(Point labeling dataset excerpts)
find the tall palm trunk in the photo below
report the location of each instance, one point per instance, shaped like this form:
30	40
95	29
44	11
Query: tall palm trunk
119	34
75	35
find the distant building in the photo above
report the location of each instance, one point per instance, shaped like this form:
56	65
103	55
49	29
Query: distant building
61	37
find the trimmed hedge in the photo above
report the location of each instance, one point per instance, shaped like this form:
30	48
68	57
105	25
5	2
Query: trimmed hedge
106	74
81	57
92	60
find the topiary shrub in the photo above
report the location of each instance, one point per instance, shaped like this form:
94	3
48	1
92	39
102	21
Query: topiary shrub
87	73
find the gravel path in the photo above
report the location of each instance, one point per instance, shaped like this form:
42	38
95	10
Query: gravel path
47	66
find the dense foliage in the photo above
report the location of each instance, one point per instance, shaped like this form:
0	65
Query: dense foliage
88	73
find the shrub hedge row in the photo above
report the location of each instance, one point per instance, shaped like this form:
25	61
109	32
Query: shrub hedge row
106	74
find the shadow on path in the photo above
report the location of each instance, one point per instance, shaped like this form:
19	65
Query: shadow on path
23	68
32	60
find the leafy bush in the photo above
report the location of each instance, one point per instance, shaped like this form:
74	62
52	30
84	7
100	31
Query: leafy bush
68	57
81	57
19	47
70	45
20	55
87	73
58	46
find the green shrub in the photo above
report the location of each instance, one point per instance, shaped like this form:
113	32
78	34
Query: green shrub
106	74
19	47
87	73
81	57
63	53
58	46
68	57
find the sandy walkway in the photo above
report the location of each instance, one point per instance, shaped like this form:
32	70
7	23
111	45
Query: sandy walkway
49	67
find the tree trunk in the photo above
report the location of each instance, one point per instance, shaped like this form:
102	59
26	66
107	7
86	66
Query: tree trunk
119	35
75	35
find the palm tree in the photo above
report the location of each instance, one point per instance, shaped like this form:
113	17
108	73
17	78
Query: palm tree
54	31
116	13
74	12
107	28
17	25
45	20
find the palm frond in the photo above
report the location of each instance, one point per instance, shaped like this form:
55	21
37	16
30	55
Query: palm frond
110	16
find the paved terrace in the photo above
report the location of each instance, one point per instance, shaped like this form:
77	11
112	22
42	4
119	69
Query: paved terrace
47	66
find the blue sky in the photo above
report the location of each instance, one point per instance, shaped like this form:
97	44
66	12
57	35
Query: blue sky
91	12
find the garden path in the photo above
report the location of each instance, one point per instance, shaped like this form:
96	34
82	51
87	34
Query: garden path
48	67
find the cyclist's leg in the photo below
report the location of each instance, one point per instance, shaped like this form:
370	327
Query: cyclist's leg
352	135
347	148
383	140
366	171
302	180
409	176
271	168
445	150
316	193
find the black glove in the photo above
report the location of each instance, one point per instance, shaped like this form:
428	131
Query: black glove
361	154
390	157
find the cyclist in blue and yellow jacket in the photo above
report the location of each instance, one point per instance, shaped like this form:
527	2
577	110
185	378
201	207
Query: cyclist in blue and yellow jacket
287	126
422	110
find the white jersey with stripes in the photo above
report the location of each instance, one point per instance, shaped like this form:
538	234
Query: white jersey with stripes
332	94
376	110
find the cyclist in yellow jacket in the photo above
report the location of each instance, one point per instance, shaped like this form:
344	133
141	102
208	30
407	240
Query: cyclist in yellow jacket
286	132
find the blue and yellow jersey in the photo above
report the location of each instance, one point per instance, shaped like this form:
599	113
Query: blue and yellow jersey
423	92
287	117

The task:
Write out all the lines again, exactly as they are.

Finished answer:
find the tall palm trunk in the photo below
report the location of each instance, one point per instance, shaped like this form:
30	40
95	29
44	11
Query: tall palm trunk
119	34
75	35
find the distant building in the photo above
report the location of each instance, one point per instance, shaped like this form:
56	65
103	55
49	29
Query: distant building
61	37
find the trimmed hedge in the photo above
report the location of each instance, one point per instance, shaped like this form:
30	48
68	57
105	25
5	2
Query: trimmed hedge
106	74
81	57
92	60
find the topiary shrub in the photo above
report the location of each instance, one point per instance, shaped like this form:
94	3
48	1
92	39
102	21
Query: topiary shrub
87	73
find the gravel path in the photo above
report the location of each instance, one point per instance, shaped like this form:
42	38
95	10
Query: gravel path
47	66
find the dense foliage in the photo above
report the location of each instance, one point per instance, shaped like this form:
0	65
Query: dense foliage
88	73
find the shrub hedge row in the photo above
report the location of each instance, one point per instance, shaped like this form:
25	61
109	32
Query: shrub hedge row
106	74
find the shadow on path in the photo above
report the location of each instance, one point per instance, shaped like this form:
19	65
Query: shadow on path
23	68
32	60
find the leafy bush in the photo above
report the location of each instance, one point per instance, shaped like this form:
74	62
52	30
84	7
100	31
Query: leafy bush
68	57
81	57
19	47
70	45
20	55
87	73
58	46
find the green shrub in the photo above
report the location of each instance, one point per instance, shaped like this form:
113	32
78	34
Query: green shrub
106	74
19	47
87	73
81	57
63	53
58	46
68	57
find the sandy walkway in the photo above
report the location of each instance, one point per instance, shaped like this form:
32	70
7	23
111	45
Query: sandy walkway
49	67
find the tree trunk in the photo above
report the location of each instance, one point per instance, shaped like this form:
102	59
26	66
107	7
86	66
Query: tree trunk
119	35
75	35
find the palm tree in the photo above
report the location of each instance, one point per instance, shaped like this form:
113	17
108	73
17	78
Query: palm tree
54	31
116	13
74	12
107	28
17	25
45	20
find the palm frond in the photo above
report the location of each instance, one point per instance, shaped like this form:
55	21
37	16
30	55
Query: palm frond
110	16
find the paved terrace in the photo above
report the location of each instance, one point per instance, shaped like this form:
77	11
112	22
42	4
119	69
Query: paved terrace
47	66
find the blue sky in the photo above
report the location of each instance, one point per instance, shaped like this form:
97	44
66	12
57	35
Query: blue sky
91	12
find the garden path in the photo above
report the location of each instance, one point per instance, shaped like this form:
96	34
82	51
87	34
Query: garden path
48	67
find the cyclist's leg in the photo below
report the location of each instance, one point per instance, shaped like this form:
370	327
Query: cyclist's leg
352	135
347	148
383	140
366	171
302	180
409	176
271	168
445	150
316	193
find the black glove in the photo above
report the location of each instance, one point per instance, shaped like this form:
428	131
Query: black glove
361	154
390	157
find the cyclist in blue and yellow jacket in the photo above
report the location of each instance, one point per instance, shaped like this form:
527	2
577	110
185	378
201	207
Query: cyclist in blue and yellow jacket
287	126
422	110
find the white jersey with stripes in the photo above
report the location of each instance, one point per instance, shaped like this form:
538	234
Query: white jersey with stripes
332	94
376	110
find the cyclist in yellow jacket in the photo above
report the location of each instance, one point per instance, shaped like this form:
344	133
141	102
208	30
407	240
Query: cyclist in yellow jacket
286	132
find the blue and yellow jersey in the photo above
report the location of each instance, one point per instance, shaped like this form:
599	113
Query: blue and yellow jersey
423	92
287	117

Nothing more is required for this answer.